- RAW DATA
○ ○ ○ ○ ○

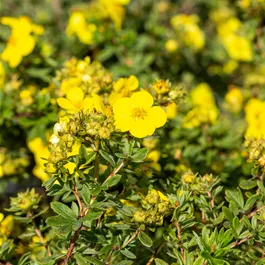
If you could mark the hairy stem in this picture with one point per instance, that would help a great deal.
(149, 262)
(39, 234)
(115, 171)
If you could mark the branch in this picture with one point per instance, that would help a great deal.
(237, 243)
(72, 245)
(149, 262)
(38, 232)
(76, 234)
(114, 172)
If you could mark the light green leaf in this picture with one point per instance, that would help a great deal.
(145, 239)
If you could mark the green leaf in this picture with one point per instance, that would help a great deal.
(140, 155)
(63, 210)
(80, 260)
(247, 184)
(91, 216)
(235, 197)
(145, 239)
(59, 221)
(125, 262)
(228, 214)
(107, 157)
(199, 261)
(112, 181)
(128, 254)
(251, 201)
(87, 260)
(160, 262)
(85, 193)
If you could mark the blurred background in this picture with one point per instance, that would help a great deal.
(214, 50)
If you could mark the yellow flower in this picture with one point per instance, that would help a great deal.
(70, 166)
(171, 45)
(228, 27)
(78, 26)
(255, 117)
(6, 225)
(2, 75)
(171, 110)
(40, 150)
(123, 88)
(234, 100)
(26, 97)
(230, 66)
(136, 114)
(20, 43)
(238, 48)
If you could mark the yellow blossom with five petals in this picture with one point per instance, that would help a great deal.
(138, 115)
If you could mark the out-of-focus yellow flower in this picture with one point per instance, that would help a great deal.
(238, 48)
(171, 110)
(188, 30)
(76, 101)
(202, 95)
(136, 114)
(115, 10)
(255, 117)
(26, 96)
(234, 99)
(20, 42)
(228, 27)
(171, 45)
(221, 14)
(230, 66)
(204, 110)
(77, 26)
(123, 88)
(70, 166)
(2, 75)
(40, 150)
(6, 225)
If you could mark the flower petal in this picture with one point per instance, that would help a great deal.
(157, 116)
(75, 95)
(122, 105)
(65, 103)
(132, 83)
(142, 99)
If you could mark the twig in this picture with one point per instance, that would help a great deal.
(78, 200)
(237, 243)
(38, 232)
(72, 245)
(76, 234)
(131, 239)
(115, 171)
(179, 237)
(212, 203)
(149, 262)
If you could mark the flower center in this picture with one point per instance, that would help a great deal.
(139, 113)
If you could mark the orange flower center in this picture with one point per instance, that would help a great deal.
(139, 113)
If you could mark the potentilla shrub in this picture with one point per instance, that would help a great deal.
(110, 203)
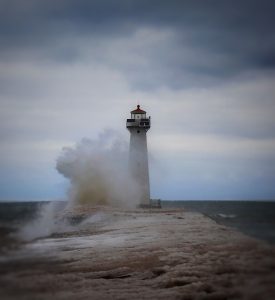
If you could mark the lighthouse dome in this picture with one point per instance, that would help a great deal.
(138, 110)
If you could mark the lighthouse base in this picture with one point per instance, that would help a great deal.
(154, 203)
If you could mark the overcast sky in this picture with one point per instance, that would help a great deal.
(204, 71)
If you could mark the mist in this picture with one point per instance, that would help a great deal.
(98, 171)
(99, 176)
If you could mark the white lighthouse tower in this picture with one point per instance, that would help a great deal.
(138, 125)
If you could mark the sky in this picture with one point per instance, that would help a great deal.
(203, 70)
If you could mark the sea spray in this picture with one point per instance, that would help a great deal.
(98, 171)
(46, 222)
(99, 175)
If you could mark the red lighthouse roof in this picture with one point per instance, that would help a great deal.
(138, 111)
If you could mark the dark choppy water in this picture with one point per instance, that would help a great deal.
(254, 218)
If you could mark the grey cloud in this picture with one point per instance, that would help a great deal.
(226, 38)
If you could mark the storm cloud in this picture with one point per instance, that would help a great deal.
(204, 70)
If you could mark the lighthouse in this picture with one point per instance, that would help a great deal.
(138, 126)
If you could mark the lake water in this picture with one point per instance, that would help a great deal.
(254, 218)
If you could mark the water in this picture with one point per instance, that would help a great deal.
(254, 218)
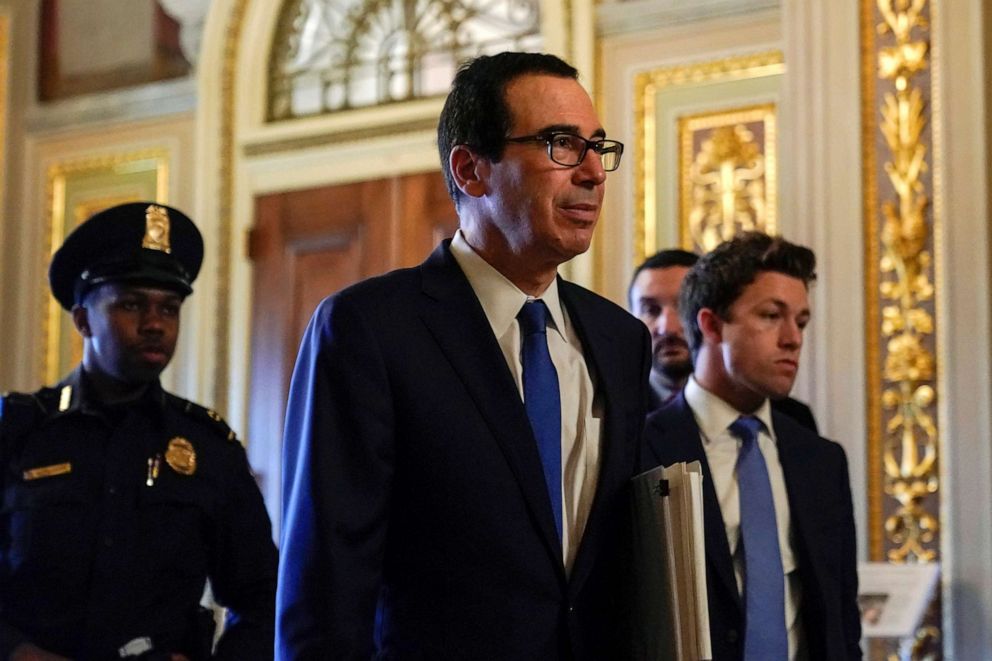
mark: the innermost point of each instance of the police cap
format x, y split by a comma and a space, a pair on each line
137, 242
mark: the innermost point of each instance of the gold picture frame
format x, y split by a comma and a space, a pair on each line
661, 98
77, 189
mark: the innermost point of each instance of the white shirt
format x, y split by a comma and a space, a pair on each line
581, 409
714, 416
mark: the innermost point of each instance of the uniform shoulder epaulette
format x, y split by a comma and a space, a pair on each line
208, 416
20, 412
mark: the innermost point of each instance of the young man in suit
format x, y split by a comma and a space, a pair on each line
653, 297
458, 434
779, 524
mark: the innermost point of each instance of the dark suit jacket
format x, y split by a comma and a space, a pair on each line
819, 495
417, 522
793, 408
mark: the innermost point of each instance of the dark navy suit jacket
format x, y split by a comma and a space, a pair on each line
793, 408
417, 523
822, 514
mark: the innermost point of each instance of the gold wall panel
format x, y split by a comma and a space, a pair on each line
901, 226
77, 189
727, 175
711, 82
4, 67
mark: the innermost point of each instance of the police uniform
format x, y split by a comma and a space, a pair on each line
114, 516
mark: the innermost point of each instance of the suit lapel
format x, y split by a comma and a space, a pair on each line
679, 440
457, 321
798, 467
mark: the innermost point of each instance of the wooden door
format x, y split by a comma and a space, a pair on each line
306, 245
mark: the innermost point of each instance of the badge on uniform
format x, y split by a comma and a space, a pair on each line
47, 471
181, 456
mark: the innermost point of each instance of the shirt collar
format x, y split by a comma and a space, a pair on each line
714, 415
501, 299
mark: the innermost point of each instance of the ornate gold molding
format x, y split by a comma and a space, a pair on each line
4, 66
727, 175
647, 85
901, 229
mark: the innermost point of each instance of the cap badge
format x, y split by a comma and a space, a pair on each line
181, 456
156, 229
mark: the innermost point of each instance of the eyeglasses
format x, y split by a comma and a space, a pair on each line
569, 149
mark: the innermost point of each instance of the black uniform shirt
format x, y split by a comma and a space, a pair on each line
112, 519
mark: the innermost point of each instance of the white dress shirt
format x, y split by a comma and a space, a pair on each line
714, 416
581, 409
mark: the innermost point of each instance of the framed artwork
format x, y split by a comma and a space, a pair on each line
727, 175
76, 190
706, 151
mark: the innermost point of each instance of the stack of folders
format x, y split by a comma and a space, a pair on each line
670, 616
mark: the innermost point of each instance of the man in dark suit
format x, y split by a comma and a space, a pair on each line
454, 462
653, 297
779, 524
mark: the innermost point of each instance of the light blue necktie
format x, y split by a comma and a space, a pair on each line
765, 637
541, 397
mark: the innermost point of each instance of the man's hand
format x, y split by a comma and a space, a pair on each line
29, 652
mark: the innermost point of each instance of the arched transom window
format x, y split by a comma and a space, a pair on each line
332, 55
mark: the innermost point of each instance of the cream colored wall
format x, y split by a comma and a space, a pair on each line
41, 135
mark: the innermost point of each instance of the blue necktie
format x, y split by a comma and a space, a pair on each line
541, 397
765, 637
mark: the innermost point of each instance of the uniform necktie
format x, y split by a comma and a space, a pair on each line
541, 398
765, 637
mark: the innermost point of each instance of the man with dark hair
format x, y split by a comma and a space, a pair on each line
120, 500
653, 298
458, 435
779, 522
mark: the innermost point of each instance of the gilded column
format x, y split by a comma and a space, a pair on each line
902, 334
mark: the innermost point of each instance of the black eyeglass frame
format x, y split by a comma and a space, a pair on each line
600, 146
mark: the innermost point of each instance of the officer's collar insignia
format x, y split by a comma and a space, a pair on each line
65, 398
181, 456
156, 229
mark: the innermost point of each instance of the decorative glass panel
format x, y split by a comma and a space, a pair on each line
332, 55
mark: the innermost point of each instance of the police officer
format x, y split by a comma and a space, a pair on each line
120, 499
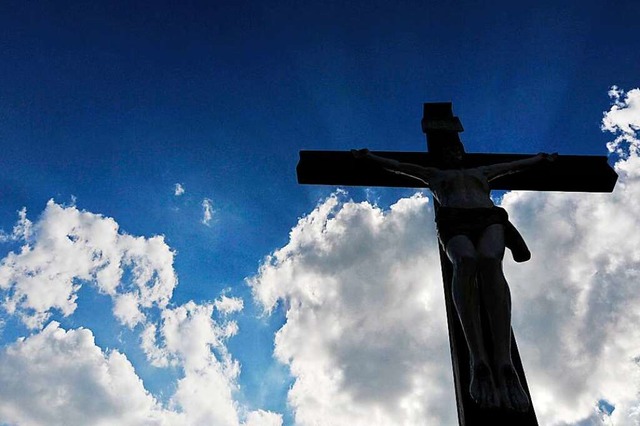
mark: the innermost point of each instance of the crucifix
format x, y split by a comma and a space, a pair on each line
490, 384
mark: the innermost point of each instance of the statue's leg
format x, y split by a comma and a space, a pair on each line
466, 299
497, 302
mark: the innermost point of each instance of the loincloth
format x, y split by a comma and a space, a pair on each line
452, 221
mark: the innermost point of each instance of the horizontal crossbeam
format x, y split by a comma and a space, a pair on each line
569, 173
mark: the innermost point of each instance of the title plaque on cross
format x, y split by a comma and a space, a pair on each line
490, 384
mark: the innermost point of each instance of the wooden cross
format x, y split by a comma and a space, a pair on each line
569, 173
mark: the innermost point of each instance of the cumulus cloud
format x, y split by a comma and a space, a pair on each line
62, 377
623, 120
178, 189
67, 248
207, 211
364, 335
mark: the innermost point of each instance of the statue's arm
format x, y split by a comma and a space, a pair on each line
495, 171
411, 170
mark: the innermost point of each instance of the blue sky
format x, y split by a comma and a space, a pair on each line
106, 106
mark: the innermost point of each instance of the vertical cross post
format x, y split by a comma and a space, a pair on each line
441, 128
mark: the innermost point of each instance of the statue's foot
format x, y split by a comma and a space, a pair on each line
482, 388
512, 394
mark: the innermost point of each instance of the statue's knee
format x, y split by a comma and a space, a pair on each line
489, 262
466, 263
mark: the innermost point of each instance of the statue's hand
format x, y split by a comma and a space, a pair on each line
549, 157
360, 153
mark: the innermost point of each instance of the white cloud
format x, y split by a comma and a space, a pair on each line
66, 248
189, 337
623, 119
263, 418
364, 335
61, 377
228, 305
207, 211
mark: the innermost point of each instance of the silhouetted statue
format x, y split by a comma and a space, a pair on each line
474, 233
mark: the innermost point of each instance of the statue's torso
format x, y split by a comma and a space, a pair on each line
462, 188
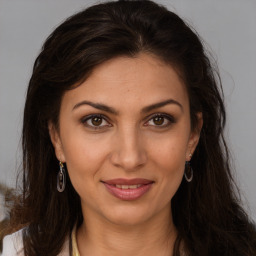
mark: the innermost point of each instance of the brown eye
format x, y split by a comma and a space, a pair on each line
96, 121
158, 120
161, 120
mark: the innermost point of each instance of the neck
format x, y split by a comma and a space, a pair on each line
156, 236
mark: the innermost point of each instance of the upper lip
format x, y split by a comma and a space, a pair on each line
121, 181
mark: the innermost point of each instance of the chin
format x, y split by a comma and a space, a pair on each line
128, 216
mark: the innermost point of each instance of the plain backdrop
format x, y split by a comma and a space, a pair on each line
228, 28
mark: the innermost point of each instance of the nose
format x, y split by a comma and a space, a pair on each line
129, 151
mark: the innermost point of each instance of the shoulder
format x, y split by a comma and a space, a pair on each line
13, 244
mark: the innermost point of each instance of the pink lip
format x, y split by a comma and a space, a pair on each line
128, 194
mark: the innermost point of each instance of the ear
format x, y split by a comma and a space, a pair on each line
56, 142
194, 136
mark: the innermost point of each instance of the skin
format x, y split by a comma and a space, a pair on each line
127, 144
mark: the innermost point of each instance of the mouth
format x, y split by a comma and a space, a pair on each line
128, 190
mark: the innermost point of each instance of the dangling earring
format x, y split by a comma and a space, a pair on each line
61, 178
188, 171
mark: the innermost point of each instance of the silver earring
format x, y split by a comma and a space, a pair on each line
188, 172
61, 178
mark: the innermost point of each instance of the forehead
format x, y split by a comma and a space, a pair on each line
126, 81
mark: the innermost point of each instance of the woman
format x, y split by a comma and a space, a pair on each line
123, 143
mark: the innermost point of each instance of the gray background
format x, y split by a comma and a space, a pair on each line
228, 27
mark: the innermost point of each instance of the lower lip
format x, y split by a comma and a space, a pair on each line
128, 194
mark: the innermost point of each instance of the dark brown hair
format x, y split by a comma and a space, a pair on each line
206, 211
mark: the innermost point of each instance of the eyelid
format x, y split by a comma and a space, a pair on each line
88, 117
169, 117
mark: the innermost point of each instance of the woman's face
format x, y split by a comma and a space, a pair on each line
125, 135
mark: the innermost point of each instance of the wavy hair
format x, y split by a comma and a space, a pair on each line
207, 211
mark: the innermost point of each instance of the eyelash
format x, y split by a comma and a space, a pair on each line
167, 118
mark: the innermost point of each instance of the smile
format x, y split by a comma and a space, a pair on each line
128, 189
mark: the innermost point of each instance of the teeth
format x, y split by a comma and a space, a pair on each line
128, 186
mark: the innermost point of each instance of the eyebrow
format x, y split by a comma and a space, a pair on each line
115, 112
161, 104
98, 106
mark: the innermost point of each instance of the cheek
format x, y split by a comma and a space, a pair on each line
84, 158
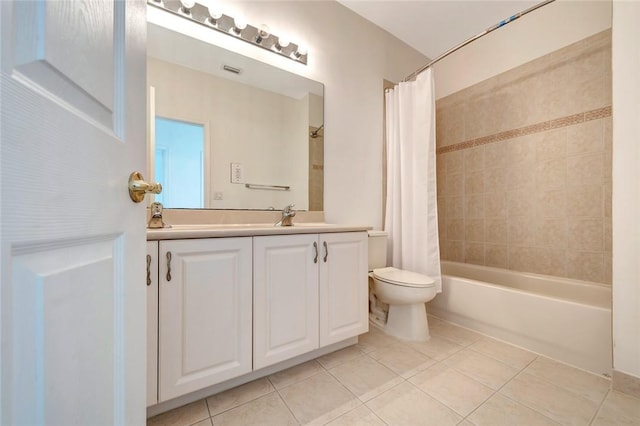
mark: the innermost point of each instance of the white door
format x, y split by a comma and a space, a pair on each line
205, 313
285, 297
344, 287
72, 292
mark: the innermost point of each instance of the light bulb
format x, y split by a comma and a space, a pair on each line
301, 51
281, 43
214, 15
239, 24
187, 5
263, 32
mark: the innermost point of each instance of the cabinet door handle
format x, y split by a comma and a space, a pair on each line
168, 266
148, 269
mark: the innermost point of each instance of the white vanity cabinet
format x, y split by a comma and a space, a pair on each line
310, 291
285, 297
344, 286
152, 322
205, 311
223, 307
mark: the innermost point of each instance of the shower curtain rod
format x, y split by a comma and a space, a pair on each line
474, 38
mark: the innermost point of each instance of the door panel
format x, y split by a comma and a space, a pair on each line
344, 298
45, 33
285, 298
205, 313
72, 292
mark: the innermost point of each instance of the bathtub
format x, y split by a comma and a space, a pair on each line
567, 320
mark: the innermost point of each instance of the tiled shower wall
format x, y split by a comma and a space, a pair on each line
524, 166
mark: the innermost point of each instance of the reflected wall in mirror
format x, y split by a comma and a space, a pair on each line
261, 126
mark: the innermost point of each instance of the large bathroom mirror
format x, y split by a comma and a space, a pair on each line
229, 132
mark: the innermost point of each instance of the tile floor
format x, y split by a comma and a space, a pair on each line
456, 378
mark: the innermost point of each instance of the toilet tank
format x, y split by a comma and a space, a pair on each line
377, 249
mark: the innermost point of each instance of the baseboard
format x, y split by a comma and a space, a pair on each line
625, 383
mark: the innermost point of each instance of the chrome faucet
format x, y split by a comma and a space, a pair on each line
287, 216
156, 217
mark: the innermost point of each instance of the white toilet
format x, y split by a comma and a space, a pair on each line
404, 292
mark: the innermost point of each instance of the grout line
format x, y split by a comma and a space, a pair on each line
287, 405
595, 415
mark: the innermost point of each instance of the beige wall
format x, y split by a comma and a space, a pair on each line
524, 166
626, 196
543, 31
351, 56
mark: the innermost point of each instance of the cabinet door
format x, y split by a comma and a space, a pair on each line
152, 322
285, 297
205, 313
343, 286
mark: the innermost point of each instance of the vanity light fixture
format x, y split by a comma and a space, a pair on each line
300, 52
281, 43
239, 24
187, 5
263, 32
214, 15
238, 28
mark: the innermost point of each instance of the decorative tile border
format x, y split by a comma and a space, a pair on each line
527, 130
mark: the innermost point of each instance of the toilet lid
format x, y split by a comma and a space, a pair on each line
403, 278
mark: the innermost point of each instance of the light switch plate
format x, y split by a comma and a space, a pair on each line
237, 173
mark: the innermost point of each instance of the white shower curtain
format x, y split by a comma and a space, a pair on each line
411, 213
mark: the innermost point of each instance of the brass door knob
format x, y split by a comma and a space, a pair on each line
138, 187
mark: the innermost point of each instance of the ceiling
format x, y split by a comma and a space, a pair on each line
434, 26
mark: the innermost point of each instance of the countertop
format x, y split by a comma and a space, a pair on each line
246, 230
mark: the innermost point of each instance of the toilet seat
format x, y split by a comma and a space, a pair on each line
403, 278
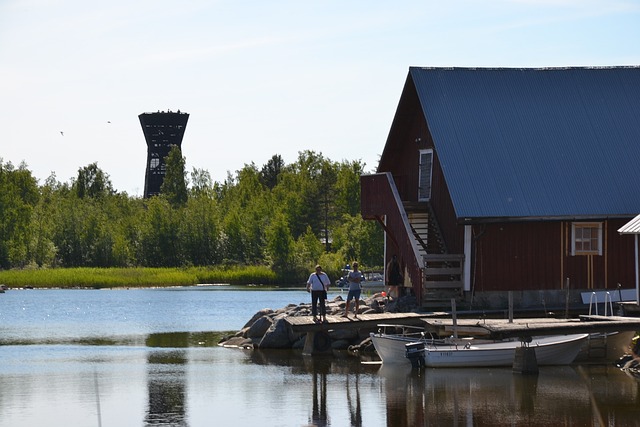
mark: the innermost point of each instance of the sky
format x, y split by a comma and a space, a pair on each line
260, 78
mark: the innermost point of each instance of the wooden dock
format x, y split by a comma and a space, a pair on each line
364, 321
442, 324
503, 328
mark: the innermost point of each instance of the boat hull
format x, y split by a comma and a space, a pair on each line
552, 350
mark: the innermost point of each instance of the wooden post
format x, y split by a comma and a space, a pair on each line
566, 300
454, 316
510, 306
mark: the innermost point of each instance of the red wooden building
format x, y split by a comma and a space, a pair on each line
511, 179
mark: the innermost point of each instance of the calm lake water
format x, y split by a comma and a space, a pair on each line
149, 357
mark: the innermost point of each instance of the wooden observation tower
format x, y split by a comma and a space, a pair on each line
162, 130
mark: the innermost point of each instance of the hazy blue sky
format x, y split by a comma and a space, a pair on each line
260, 77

○ ○ ○ ○ ○

Search the data above and return each line in which "jacket" occurs.

mark: the innermost point of each instance of the dark suit jacket
mark: the innermost point of each instance of the dark navy suit jacket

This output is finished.